:: Written exercise ::
Render the listing as a numbered list, everything from the line containing "Find the motorcycle" down to the line containing "Return every instance of the motorcycle", leaving out blank lines.

begin

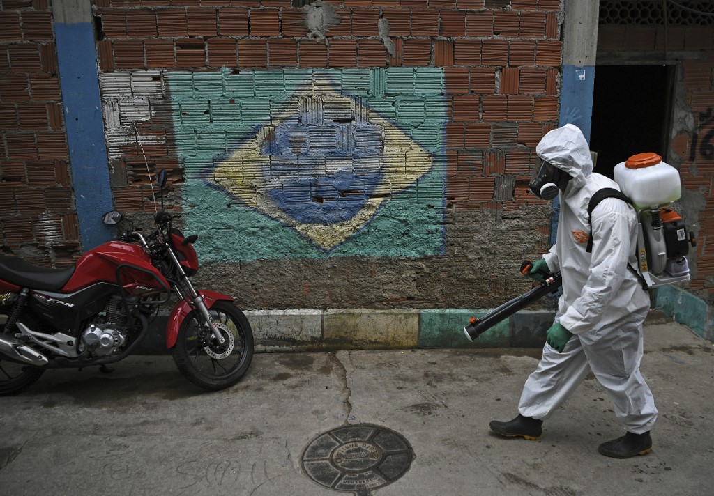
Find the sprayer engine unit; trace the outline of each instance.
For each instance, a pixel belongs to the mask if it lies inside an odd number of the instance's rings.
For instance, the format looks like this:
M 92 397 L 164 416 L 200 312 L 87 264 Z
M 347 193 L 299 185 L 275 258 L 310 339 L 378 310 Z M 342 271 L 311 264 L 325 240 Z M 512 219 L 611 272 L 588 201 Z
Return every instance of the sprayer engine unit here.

end
begin

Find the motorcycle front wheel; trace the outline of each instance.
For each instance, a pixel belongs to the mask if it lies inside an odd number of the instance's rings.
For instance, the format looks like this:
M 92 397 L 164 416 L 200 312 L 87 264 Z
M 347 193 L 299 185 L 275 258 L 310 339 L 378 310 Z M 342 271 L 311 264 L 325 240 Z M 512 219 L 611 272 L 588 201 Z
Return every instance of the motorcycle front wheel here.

end

:: Correct answer ::
1. Find the motorcycle front wheel; trace the outline of each instance.
2. For each instance, a pixel belongs to the mask if it lies inside an odd number of the instance's rings.
3. For instance, the format looks like this:
4. M 92 397 L 164 416 L 200 312 L 87 264 Z
5. M 347 193 L 299 185 L 275 258 L 310 339 L 378 310 Z M 342 271 L 311 264 L 325 240 Z M 512 219 L 611 272 L 588 201 Z
6. Return every instance of the motorcycle front wheel here.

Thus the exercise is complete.